SUPPLIED ENTRIES:
┌──

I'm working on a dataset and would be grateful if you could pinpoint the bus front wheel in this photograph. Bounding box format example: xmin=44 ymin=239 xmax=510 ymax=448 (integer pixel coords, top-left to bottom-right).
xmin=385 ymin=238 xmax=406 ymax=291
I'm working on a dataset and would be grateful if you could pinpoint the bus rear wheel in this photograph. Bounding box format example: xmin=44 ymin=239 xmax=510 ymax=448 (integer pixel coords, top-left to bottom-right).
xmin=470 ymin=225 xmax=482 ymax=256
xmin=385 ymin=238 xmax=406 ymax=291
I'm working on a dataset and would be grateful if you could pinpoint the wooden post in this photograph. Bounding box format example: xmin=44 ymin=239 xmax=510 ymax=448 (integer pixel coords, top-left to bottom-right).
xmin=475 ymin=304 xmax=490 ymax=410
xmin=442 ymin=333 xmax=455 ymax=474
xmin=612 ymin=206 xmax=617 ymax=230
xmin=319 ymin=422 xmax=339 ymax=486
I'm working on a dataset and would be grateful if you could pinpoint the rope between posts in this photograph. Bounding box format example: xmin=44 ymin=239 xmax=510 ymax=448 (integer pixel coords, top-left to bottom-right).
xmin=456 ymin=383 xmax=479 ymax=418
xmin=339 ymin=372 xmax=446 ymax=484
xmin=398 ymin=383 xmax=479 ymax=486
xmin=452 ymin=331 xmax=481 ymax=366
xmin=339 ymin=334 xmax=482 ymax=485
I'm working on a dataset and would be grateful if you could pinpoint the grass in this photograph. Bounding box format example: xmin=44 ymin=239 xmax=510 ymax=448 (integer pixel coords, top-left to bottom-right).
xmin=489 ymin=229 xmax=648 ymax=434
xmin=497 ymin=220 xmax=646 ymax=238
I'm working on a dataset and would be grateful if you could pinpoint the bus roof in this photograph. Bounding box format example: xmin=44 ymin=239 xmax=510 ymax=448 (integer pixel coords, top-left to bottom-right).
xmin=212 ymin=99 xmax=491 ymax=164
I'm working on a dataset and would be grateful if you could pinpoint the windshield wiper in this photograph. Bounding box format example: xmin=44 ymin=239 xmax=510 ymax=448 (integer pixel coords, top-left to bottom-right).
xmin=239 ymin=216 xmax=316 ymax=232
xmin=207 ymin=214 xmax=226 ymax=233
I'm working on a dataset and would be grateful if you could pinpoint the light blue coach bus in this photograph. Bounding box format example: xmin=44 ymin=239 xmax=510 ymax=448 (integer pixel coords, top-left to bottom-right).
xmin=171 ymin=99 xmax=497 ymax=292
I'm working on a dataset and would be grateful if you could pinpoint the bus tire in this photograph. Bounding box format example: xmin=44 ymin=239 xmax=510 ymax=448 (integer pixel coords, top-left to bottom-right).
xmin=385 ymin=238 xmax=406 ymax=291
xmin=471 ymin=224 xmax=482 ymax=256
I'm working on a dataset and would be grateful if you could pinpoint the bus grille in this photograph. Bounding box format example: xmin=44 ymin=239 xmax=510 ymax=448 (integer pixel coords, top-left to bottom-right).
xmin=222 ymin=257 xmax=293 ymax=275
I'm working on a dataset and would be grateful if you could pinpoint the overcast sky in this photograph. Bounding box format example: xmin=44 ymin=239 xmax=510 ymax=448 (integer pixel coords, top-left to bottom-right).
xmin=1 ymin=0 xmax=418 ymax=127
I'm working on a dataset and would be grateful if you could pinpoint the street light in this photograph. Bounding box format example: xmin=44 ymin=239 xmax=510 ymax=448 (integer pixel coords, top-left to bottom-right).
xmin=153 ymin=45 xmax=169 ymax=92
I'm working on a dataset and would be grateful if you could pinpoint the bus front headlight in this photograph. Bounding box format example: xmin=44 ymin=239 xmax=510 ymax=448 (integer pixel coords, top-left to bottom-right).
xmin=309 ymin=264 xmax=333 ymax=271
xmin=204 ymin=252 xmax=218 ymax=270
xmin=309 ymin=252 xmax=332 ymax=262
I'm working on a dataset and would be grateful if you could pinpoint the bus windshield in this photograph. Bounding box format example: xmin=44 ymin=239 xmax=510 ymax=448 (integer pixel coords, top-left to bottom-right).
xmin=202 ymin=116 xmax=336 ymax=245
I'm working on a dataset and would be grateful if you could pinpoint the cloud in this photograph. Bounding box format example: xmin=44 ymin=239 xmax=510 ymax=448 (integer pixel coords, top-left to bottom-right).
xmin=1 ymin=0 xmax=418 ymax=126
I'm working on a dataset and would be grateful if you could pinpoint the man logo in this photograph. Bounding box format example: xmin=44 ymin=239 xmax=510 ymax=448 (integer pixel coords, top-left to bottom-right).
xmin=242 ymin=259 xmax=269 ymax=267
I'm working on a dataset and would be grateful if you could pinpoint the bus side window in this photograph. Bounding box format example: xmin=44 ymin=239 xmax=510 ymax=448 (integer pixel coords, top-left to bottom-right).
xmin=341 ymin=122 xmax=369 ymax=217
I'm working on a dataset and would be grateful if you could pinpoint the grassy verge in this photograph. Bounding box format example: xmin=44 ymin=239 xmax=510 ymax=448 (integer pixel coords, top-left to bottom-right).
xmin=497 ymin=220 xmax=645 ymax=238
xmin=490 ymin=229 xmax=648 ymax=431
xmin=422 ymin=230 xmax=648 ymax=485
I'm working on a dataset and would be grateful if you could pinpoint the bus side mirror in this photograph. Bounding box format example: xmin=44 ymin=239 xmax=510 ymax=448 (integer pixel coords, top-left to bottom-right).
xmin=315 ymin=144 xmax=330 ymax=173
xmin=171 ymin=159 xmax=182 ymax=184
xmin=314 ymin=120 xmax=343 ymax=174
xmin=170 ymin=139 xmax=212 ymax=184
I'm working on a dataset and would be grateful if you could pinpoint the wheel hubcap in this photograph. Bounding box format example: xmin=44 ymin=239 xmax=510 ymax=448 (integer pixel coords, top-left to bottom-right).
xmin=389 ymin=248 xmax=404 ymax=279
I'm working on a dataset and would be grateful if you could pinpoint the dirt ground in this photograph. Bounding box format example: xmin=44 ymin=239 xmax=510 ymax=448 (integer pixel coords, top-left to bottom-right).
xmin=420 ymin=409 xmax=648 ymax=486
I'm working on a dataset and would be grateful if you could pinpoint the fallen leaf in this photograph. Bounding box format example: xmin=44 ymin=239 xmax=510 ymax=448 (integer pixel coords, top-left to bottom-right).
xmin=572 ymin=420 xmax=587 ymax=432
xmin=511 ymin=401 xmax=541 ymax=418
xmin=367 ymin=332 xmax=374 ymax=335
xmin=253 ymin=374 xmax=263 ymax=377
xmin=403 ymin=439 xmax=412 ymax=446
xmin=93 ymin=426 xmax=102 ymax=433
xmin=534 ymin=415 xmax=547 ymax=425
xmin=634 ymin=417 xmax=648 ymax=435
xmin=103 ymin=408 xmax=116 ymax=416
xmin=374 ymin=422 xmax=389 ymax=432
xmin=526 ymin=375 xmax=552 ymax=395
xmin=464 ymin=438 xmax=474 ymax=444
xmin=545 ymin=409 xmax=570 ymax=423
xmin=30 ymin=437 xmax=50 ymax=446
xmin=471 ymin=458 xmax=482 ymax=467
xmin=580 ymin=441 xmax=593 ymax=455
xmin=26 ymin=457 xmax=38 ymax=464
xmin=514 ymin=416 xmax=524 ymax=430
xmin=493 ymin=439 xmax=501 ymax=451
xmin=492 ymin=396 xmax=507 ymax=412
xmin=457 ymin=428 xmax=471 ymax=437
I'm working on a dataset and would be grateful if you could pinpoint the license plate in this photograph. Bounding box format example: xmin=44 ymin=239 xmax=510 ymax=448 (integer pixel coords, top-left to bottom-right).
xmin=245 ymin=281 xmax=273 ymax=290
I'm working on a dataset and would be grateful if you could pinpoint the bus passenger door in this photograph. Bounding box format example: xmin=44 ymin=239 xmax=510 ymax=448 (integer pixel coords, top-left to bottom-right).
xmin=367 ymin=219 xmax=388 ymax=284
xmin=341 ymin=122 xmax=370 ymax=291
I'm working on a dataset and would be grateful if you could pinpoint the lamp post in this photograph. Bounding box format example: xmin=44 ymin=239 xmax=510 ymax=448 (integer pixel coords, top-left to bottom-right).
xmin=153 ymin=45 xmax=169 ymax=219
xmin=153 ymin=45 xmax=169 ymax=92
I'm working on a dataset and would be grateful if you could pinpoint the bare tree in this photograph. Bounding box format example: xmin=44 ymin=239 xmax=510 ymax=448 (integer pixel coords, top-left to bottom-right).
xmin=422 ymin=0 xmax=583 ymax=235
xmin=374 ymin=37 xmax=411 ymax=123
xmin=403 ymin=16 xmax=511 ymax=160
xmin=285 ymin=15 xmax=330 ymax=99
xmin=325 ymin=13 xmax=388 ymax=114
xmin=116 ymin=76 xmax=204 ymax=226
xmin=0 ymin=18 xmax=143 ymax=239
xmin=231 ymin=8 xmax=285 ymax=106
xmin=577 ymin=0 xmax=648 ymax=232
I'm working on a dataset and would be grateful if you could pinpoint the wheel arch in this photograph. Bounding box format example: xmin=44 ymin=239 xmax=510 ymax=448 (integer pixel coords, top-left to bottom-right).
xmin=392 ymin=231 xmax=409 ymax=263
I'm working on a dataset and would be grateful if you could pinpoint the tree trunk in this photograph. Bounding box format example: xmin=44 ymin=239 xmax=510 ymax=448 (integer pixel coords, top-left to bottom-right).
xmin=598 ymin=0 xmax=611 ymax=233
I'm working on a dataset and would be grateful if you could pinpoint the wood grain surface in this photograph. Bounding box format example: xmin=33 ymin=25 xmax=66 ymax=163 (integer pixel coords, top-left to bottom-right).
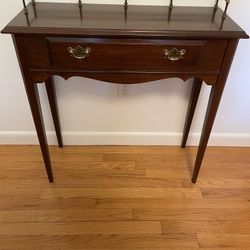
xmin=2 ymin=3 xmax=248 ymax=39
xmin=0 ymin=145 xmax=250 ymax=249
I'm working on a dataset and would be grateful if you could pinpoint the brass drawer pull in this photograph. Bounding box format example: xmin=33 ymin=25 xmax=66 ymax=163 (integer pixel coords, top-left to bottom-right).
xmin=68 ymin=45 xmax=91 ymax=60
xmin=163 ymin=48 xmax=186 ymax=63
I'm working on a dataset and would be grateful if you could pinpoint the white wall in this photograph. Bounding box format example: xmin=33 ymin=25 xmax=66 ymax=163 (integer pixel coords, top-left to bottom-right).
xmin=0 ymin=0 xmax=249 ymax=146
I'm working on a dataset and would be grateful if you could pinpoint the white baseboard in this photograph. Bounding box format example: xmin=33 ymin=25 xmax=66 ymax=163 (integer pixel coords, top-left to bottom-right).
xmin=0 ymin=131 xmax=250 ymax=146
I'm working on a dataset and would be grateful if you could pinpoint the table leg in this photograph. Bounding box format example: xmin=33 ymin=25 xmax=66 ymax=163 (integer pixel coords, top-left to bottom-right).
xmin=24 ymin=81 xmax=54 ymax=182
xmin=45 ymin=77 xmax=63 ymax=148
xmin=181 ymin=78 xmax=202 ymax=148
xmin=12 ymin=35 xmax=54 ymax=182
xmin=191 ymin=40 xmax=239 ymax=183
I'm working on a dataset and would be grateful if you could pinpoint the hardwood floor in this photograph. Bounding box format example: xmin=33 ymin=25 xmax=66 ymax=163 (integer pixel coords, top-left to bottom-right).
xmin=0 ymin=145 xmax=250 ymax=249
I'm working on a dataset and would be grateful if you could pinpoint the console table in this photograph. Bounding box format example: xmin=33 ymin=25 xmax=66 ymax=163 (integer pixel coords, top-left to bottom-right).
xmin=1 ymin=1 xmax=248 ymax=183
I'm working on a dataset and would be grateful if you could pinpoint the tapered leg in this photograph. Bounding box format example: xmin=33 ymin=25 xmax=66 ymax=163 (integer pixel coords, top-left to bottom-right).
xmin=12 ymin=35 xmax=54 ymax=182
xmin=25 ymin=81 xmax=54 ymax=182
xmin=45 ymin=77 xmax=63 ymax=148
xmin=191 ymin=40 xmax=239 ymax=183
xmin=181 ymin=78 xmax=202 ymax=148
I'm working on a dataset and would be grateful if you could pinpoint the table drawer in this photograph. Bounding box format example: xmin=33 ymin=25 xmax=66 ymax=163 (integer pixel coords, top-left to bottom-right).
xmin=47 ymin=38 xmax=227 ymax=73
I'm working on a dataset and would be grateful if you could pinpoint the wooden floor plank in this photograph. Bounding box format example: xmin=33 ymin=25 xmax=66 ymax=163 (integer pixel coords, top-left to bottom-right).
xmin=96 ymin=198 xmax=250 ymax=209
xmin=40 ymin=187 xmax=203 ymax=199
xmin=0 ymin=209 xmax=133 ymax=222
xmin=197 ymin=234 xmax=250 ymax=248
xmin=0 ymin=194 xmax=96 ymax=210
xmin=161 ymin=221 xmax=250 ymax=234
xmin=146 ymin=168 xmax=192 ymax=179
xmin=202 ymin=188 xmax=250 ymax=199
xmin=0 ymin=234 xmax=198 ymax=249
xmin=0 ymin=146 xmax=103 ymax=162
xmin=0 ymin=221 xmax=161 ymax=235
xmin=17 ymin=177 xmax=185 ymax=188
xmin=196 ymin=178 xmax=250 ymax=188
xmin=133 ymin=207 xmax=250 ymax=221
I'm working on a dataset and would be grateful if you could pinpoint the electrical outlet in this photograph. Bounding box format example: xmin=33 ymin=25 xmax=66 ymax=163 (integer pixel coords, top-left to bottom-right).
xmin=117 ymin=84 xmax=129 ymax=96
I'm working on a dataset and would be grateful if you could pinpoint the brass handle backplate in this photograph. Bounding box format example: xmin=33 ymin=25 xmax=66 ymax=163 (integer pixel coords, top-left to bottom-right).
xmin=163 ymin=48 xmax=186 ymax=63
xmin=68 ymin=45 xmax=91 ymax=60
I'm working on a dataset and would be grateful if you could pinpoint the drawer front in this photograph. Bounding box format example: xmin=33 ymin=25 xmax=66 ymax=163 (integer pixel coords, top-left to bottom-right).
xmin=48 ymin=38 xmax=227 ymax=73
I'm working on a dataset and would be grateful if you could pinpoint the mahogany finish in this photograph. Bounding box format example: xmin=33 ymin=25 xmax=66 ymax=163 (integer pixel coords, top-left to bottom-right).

└──

Each line from the one containing "the table drawer" through the end of the listing above should be copied exactly, with no other line included.

EXERCISE RESULT:
I'm working on a dataset and would be grateful if you could pinpoint the table drawer in this photograph. Bounding box format example: xmin=33 ymin=25 xmax=66 ymax=163 (integer pixel coords, top-left to bottom-right).
xmin=47 ymin=38 xmax=227 ymax=73
I'm working on a dataset and would be grateful if you could pinpoint the wooden floor plank in this photograph. Bounding box format example: xmin=33 ymin=25 xmax=66 ymax=163 (integer pixel coords, top-left to bottom-right).
xmin=96 ymin=198 xmax=250 ymax=209
xmin=40 ymin=187 xmax=203 ymax=199
xmin=0 ymin=209 xmax=133 ymax=222
xmin=197 ymin=234 xmax=250 ymax=248
xmin=0 ymin=194 xmax=96 ymax=210
xmin=161 ymin=221 xmax=250 ymax=234
xmin=146 ymin=168 xmax=192 ymax=179
xmin=202 ymin=188 xmax=250 ymax=199
xmin=0 ymin=234 xmax=198 ymax=249
xmin=0 ymin=146 xmax=103 ymax=162
xmin=0 ymin=221 xmax=161 ymax=235
xmin=17 ymin=177 xmax=185 ymax=188
xmin=196 ymin=178 xmax=250 ymax=188
xmin=133 ymin=207 xmax=250 ymax=221
I'm working on a dataset and would be grateful if you could pinpoint the electrical outlet in this photograph. Bounding box format example: xmin=33 ymin=25 xmax=66 ymax=163 (integer pixel coords, top-left to bottom-right).
xmin=117 ymin=84 xmax=129 ymax=96
I'm working on a dataset and would be grateful if you could pinpoint the brass handle backplate in this photograph. Bounding box format example: xmin=33 ymin=25 xmax=66 ymax=163 (integer pixel coords, top-left to bottom-right).
xmin=163 ymin=48 xmax=186 ymax=63
xmin=68 ymin=45 xmax=91 ymax=60
I'm working on a dataset and would be grateful if you could pinpoint the drawer front in this photograph. Bounding box format example: xmin=33 ymin=25 xmax=66 ymax=163 (integer pixel coords, top-left to bottom-right).
xmin=48 ymin=38 xmax=227 ymax=73
I'm working on a dataset and would be grateful if you could pinpoint the mahogany finish in this photograph. Bounding box format example: xmin=33 ymin=25 xmax=66 ymax=163 (integer pixel coords, top-left to bottom-right).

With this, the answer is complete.